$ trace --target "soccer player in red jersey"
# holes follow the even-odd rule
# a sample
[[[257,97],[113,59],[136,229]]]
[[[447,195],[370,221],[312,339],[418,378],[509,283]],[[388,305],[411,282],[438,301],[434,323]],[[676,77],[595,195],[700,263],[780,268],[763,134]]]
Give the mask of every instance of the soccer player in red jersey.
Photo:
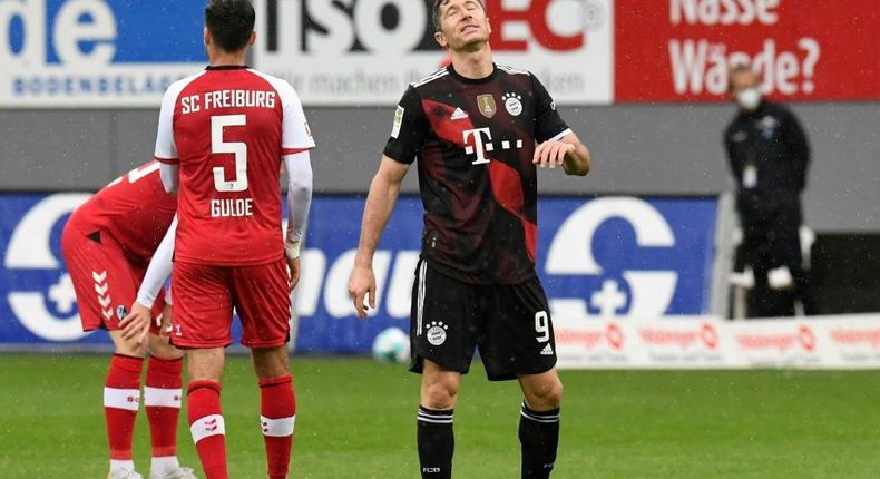
[[[153,442],[150,478],[194,478],[192,469],[180,468],[176,456],[183,352],[159,338],[150,317],[170,315],[170,307],[155,301],[155,295],[141,300],[148,306],[147,323],[153,324],[148,342],[136,341],[120,325],[176,209],[175,197],[163,188],[159,164],[150,162],[79,206],[61,235],[82,330],[105,329],[115,345],[104,388],[111,479],[141,477],[131,461],[131,437],[147,350],[144,404]]]
[[[349,282],[375,306],[372,258],[409,166],[426,208],[412,294],[410,370],[422,374],[417,441],[423,478],[452,475],[453,408],[477,345],[489,380],[522,390],[524,478],[556,461],[563,384],[535,273],[537,168],[586,175],[589,151],[530,72],[496,65],[480,0],[434,0],[434,38],[452,62],[403,95],[364,207]],[[537,146],[536,146],[537,145]]]
[[[166,189],[178,192],[170,341],[186,350],[190,432],[208,479],[228,477],[221,378],[233,309],[260,380],[270,478],[287,477],[295,419],[286,343],[300,234],[282,237],[278,185],[284,164],[309,178],[289,201],[310,201],[314,141],[293,87],[244,65],[254,20],[246,0],[208,2],[209,66],[165,92],[156,139]],[[301,226],[307,205],[293,203],[290,223]]]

- Given task: Copy the entries above word for word, but leave the picture out of your copy.

- Task result:
$ trace --target "soccer player in red jersey"
# holes follow the even-odd rule
# a sample
[[[257,97],[113,59],[136,229]]]
[[[447,195],[370,221],[312,339],[418,378],[509,283]],[[388,305],[411,282],[438,301],[434,323]],[[676,77],[595,195],[700,263],[780,268],[763,134]]]
Give the mask of every instance of the soccer player in red jersey.
Photo:
[[[153,442],[150,478],[194,478],[192,469],[180,468],[176,456],[183,352],[159,338],[150,317],[170,315],[170,307],[155,301],[155,295],[141,300],[148,306],[147,323],[153,324],[148,342],[136,341],[120,325],[176,209],[175,197],[163,188],[159,164],[150,162],[79,206],[61,235],[82,330],[105,329],[115,345],[104,388],[111,479],[141,477],[131,461],[131,437],[147,350],[144,404]]]
[[[349,282],[375,306],[372,258],[409,166],[426,208],[412,294],[410,370],[422,374],[417,441],[423,478],[452,475],[453,408],[477,345],[489,380],[522,390],[524,478],[556,461],[563,384],[535,273],[537,168],[586,175],[589,151],[530,72],[496,65],[480,0],[434,0],[434,38],[452,62],[403,95],[364,207]],[[537,146],[536,146],[537,145]]]
[[[166,189],[178,192],[170,341],[186,350],[190,432],[208,479],[228,477],[221,378],[233,309],[260,380],[270,478],[287,477],[295,419],[286,343],[300,234],[282,237],[278,185],[284,164],[309,178],[289,201],[310,201],[314,141],[293,87],[244,65],[254,20],[246,0],[208,2],[209,66],[165,92],[156,139]],[[301,226],[307,205],[293,203],[290,223]]]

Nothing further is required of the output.